Extract provided
<<<<

Introduction to Tensors – In this article, so far we have reviewed basic concept in Machine Learning and deep learning. This article focuses on mathematical foundations of deep learning and demonstrate these concepts through python code.
The first neural network that we built for MNIST handwritten-digit recognition we started from data stored in multidimensional arrays called Tensors. Tensor is a container for data where we store almost always numerical data. Tensors are a generalization of matrices to an arbitrary number of dimensions which are also called as axis or rank. A tensor is defined by 3 attributes; number of axis or ranks, shape and data type.
We can obtain the number of tensor dimensions through ndim function on tensor. It shape can be obtained by shape function and data type can be obtained by d type function. Let us look at different type of tensors. For each tensor we will print the number of dimensions, shape and data types. We will import numpy library for some of the tensor operations. Let us first look at the simplest of the tensor which is 0-dimensional tensor, this tensor contains only one number. They are also called as scalar or scalar tensor or 0-dimensional tensor.

>>>>

Entries for labeling locations in images
<<<<

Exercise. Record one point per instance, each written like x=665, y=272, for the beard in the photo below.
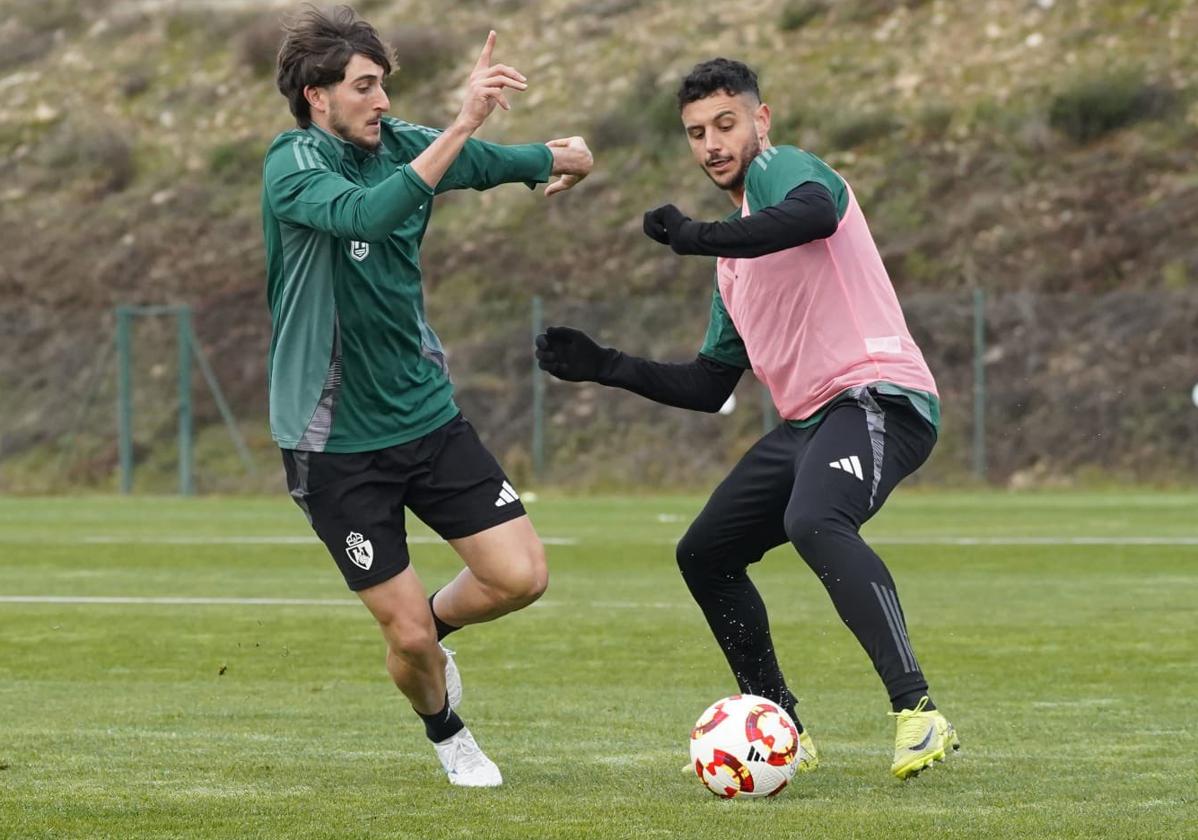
x=345, y=132
x=736, y=181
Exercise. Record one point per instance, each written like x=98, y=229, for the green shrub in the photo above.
x=258, y=44
x=849, y=130
x=646, y=115
x=1094, y=106
x=91, y=157
x=237, y=161
x=863, y=11
x=798, y=13
x=422, y=53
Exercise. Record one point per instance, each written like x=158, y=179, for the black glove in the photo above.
x=572, y=355
x=663, y=224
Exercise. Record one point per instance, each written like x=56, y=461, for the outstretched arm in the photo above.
x=806, y=213
x=484, y=90
x=702, y=385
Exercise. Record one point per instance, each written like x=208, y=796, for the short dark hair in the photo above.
x=714, y=76
x=316, y=48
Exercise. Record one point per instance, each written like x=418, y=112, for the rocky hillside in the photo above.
x=1033, y=146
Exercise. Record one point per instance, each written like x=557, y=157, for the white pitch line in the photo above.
x=1014, y=541
x=116, y=539
x=171, y=600
x=423, y=539
x=1033, y=541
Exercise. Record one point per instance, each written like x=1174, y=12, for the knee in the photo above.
x=525, y=579
x=687, y=555
x=697, y=563
x=407, y=639
x=808, y=530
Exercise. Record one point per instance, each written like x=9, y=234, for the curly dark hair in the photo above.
x=714, y=76
x=316, y=48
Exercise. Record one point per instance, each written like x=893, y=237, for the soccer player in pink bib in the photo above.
x=802, y=297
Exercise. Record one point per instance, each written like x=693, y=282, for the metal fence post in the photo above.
x=538, y=397
x=979, y=430
x=125, y=398
x=183, y=322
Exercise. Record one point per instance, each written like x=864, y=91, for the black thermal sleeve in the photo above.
x=806, y=213
x=702, y=385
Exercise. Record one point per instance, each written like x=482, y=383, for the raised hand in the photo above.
x=485, y=88
x=572, y=355
x=572, y=161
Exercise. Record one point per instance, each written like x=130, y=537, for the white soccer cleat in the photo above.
x=453, y=678
x=465, y=762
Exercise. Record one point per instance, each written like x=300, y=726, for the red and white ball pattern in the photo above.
x=744, y=747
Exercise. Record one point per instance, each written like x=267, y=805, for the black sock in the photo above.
x=911, y=700
x=445, y=724
x=442, y=628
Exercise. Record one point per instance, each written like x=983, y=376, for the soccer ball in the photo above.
x=744, y=747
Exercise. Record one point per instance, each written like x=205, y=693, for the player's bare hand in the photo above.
x=572, y=161
x=486, y=88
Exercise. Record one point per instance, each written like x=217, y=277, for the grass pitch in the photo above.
x=1058, y=632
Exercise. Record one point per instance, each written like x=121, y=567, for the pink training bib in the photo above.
x=821, y=318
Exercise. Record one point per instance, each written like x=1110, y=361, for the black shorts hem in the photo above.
x=509, y=512
x=380, y=576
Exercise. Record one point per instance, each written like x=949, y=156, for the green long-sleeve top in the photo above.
x=354, y=364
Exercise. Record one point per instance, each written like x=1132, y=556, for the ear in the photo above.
x=318, y=98
x=761, y=121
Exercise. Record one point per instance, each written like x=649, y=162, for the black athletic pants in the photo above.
x=814, y=488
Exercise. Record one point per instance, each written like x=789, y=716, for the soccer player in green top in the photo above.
x=802, y=297
x=361, y=400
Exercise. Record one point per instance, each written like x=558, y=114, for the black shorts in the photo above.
x=355, y=501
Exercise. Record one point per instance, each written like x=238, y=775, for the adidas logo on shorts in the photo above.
x=507, y=495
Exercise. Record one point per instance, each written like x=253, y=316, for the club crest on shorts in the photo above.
x=359, y=550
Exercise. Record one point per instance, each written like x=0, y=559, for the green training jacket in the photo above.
x=354, y=364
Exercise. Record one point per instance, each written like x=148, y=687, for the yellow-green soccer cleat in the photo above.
x=923, y=738
x=809, y=756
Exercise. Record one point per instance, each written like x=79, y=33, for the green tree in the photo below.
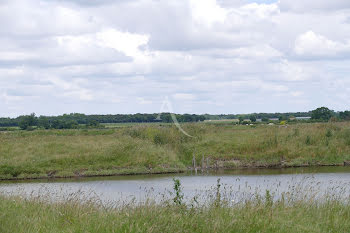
x=27, y=122
x=322, y=113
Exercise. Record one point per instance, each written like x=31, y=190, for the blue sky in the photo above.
x=205, y=56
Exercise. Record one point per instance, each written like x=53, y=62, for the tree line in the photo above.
x=79, y=120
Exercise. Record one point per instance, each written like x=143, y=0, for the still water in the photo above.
x=238, y=185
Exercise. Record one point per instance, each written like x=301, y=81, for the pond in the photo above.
x=238, y=185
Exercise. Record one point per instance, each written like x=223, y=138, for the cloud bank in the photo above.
x=207, y=56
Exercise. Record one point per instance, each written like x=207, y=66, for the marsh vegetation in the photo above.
x=155, y=148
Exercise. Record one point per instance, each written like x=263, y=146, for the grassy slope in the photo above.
x=18, y=215
x=153, y=148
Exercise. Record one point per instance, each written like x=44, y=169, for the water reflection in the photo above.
x=237, y=185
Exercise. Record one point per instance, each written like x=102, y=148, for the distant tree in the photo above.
x=344, y=115
x=282, y=118
x=265, y=119
x=322, y=113
x=43, y=122
x=27, y=122
x=252, y=118
x=93, y=124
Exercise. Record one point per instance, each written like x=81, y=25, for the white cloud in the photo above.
x=312, y=5
x=209, y=56
x=310, y=44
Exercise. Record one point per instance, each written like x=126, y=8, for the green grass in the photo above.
x=259, y=215
x=154, y=148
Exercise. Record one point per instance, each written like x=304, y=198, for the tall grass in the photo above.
x=161, y=148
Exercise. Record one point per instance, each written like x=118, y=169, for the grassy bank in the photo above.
x=18, y=215
x=163, y=148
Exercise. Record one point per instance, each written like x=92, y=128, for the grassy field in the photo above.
x=163, y=148
x=261, y=214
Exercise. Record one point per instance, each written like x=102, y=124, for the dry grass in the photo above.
x=155, y=148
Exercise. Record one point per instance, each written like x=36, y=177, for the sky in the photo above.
x=203, y=56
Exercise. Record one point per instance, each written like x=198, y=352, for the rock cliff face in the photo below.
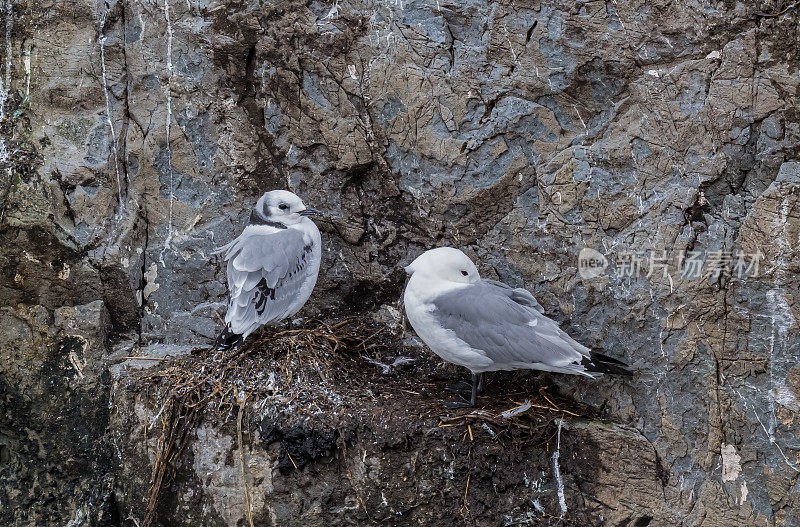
x=135, y=135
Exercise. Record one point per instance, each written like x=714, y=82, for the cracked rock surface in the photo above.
x=135, y=135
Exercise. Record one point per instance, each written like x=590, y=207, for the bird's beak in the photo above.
x=308, y=211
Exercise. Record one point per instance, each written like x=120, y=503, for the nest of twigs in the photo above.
x=343, y=369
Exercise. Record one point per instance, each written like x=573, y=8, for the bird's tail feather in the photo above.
x=599, y=363
x=227, y=339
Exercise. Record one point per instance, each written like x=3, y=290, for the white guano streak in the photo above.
x=557, y=472
x=169, y=124
x=101, y=40
x=5, y=79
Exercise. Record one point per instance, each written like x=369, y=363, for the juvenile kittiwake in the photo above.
x=485, y=325
x=272, y=266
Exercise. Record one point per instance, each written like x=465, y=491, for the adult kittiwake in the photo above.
x=485, y=325
x=272, y=266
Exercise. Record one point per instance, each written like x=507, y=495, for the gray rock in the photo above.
x=519, y=133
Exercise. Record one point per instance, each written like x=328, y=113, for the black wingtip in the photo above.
x=599, y=363
x=227, y=339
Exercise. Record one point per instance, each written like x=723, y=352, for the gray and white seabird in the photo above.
x=272, y=266
x=485, y=325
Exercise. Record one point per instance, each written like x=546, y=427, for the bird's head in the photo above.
x=445, y=263
x=281, y=206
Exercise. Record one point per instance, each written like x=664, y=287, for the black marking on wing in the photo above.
x=265, y=293
x=600, y=363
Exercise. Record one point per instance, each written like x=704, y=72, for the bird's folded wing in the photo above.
x=519, y=295
x=265, y=273
x=507, y=332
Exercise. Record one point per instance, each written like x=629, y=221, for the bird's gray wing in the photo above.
x=488, y=320
x=519, y=295
x=265, y=272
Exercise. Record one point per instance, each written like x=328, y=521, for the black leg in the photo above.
x=475, y=381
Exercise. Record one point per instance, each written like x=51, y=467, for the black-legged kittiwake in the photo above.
x=485, y=325
x=272, y=266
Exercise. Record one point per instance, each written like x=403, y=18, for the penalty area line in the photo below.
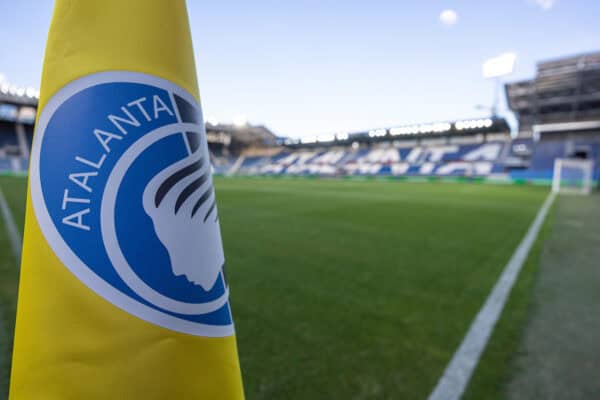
x=11, y=228
x=457, y=375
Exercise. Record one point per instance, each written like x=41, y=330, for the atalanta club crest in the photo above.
x=122, y=189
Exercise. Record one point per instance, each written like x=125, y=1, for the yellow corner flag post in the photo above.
x=123, y=292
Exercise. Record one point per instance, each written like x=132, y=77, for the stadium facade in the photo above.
x=558, y=113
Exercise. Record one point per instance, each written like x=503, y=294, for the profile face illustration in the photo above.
x=181, y=202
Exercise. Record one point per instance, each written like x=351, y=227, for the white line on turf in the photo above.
x=453, y=383
x=13, y=233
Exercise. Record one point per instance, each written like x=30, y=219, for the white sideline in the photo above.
x=453, y=382
x=11, y=228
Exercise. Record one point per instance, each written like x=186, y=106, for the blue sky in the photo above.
x=312, y=67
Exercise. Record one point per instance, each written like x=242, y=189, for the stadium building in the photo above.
x=558, y=113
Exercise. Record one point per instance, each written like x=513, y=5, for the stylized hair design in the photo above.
x=181, y=202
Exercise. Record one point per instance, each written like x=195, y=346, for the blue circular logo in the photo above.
x=122, y=189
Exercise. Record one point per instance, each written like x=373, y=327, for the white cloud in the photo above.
x=546, y=4
x=450, y=17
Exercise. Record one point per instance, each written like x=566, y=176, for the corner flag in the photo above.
x=122, y=292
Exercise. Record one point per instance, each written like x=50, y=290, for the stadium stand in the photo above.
x=558, y=113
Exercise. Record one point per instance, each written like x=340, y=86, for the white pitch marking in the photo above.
x=11, y=228
x=453, y=382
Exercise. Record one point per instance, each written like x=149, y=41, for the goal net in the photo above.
x=573, y=176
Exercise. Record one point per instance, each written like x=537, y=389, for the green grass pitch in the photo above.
x=345, y=289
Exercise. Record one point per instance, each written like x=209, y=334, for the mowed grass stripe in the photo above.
x=344, y=289
x=361, y=289
x=14, y=192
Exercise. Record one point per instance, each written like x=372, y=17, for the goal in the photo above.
x=573, y=176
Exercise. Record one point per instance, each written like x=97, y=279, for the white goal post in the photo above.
x=573, y=176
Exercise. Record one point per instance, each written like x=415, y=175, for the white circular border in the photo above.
x=58, y=245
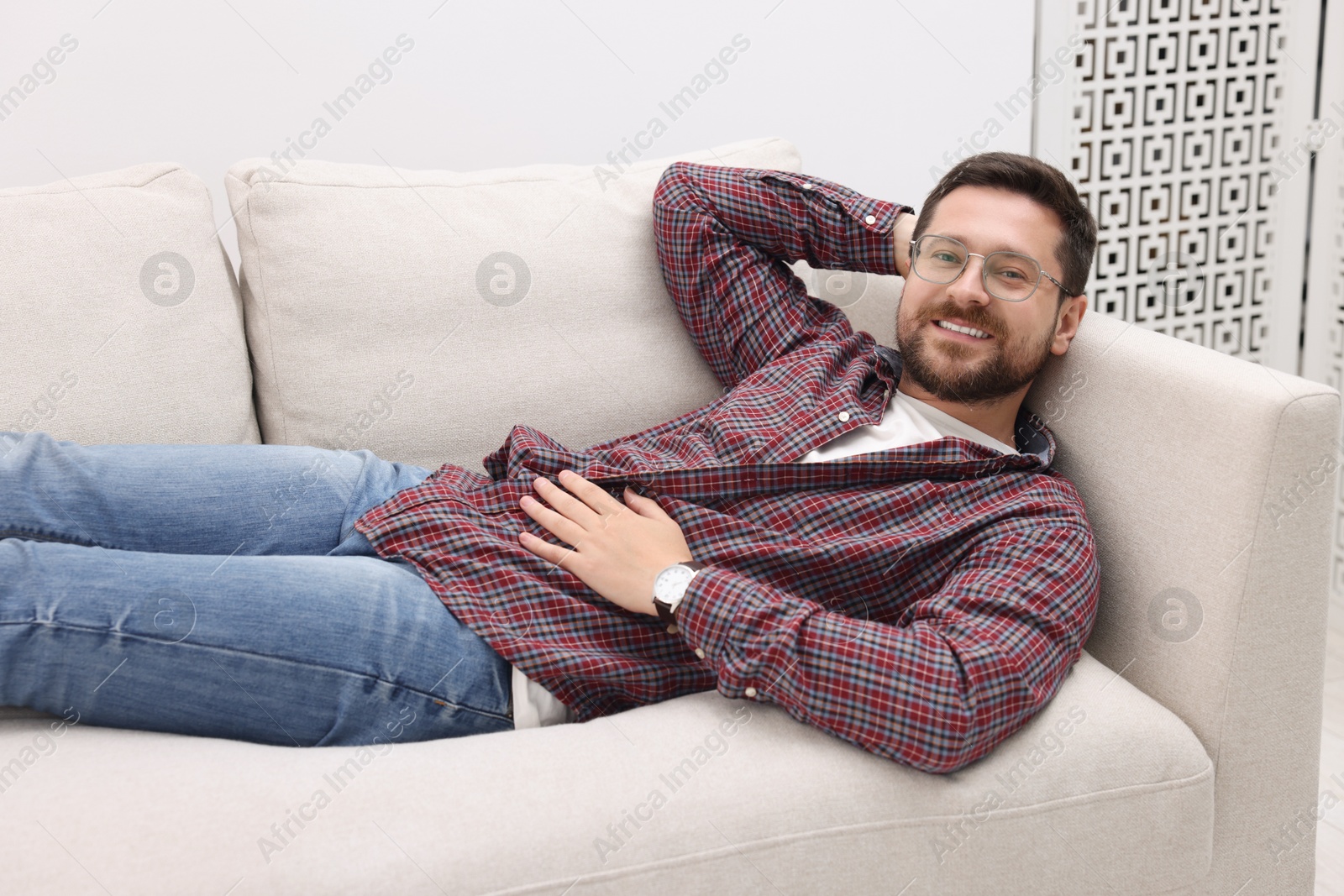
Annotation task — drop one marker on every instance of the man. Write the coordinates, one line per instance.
(873, 540)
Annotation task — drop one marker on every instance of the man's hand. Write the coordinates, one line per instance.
(905, 231)
(618, 548)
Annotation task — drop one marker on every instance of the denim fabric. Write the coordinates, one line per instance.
(222, 590)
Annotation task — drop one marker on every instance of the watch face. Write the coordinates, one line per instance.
(671, 584)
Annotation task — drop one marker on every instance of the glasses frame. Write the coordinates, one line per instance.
(984, 277)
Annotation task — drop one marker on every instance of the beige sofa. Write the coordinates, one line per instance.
(375, 311)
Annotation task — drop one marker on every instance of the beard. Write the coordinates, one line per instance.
(968, 374)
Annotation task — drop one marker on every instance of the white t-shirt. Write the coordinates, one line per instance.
(906, 421)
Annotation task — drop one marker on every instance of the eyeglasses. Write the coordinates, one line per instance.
(1008, 275)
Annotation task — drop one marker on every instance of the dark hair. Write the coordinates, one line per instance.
(1043, 184)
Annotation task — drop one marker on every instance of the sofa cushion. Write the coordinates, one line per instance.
(423, 313)
(1104, 792)
(123, 320)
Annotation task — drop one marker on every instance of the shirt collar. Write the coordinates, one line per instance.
(1030, 432)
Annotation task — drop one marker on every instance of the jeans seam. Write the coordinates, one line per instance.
(26, 535)
(262, 656)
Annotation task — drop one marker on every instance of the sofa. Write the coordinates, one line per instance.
(421, 315)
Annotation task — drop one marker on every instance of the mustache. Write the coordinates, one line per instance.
(990, 327)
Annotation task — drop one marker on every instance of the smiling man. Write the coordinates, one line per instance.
(874, 540)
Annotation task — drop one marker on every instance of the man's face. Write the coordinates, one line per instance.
(1021, 335)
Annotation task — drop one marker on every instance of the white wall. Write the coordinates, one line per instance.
(874, 94)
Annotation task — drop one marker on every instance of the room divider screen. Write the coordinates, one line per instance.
(1207, 137)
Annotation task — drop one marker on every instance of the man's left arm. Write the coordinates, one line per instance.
(960, 671)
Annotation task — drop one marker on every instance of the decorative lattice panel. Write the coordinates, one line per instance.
(1171, 125)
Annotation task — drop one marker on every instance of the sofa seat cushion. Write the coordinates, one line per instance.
(123, 322)
(1102, 792)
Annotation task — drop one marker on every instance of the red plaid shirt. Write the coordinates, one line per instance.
(921, 602)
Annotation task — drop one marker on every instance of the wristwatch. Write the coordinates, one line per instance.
(669, 587)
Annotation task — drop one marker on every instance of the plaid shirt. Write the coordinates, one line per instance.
(921, 602)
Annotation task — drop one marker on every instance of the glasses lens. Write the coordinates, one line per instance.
(1011, 277)
(938, 259)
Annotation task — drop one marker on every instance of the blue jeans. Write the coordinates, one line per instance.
(222, 590)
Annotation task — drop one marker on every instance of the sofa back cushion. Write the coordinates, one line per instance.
(123, 320)
(423, 313)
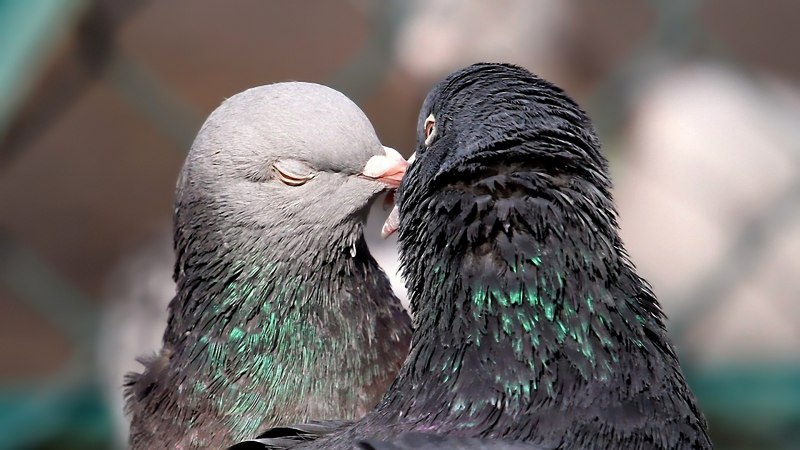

>>>>

Objective A
For each of these statements, say whether it agrees with the introduction to tensors, answering yes or no and quoting the words from the text that decide it: (i) a tensor is defined by three attributes; (ii) the data type of a tensor is obtained with the ndim function; (iii) a 0-dimensional tensor contains only one number.
Objective B
Write out everything in the introduction to tensors from "The first neural" down to "and data type.", copying it word for word.
Objective C
Carry the introduction to tensors forward from the point where it stops.

Final answer A
(i) Yes: "A tensor is defined by 3 attributes; number of axis or ranks, shape and data type."
(ii) No: "data type can be obtained by d type function."
(iii) Yes: "this tensor contains only one number."

Final answer B
The first neural network that we built for MNIST handwritten-digit recognition we started from data stored in multidimensional arrays called Tensors. Tensor is a container for data where we store almost always numerical data. Tensors are a generalization of matrices to an arbitrary number of dimensions which are also called as axis or rank. A tensor is defined by 3 attributes; number of axis or ranks, shape and data type.

Final answer C
Let us take an example. Scalar tensor can be defined as follows we simply write np.array and we give a number. Let us execute this code. You can say that this is a scalar tensor, let us look at the shape of this tensor. You can see that since this is a scalar tensor the shape is empty. We expect the scalar tensor to have 0-dimensions and the data type in this tensor is a 64 bit integer.
Let us look at the next type of tensor which is 1D tensor, it is also called as vectors. Let us define a 1D tensor. We define 1D tensor with np.array function, where we give a vector as an argument. We have a list or vector here containing 4 elements. Let us execute this and look at the shape of this tensor. You can see that the shape of the tensor is (4,).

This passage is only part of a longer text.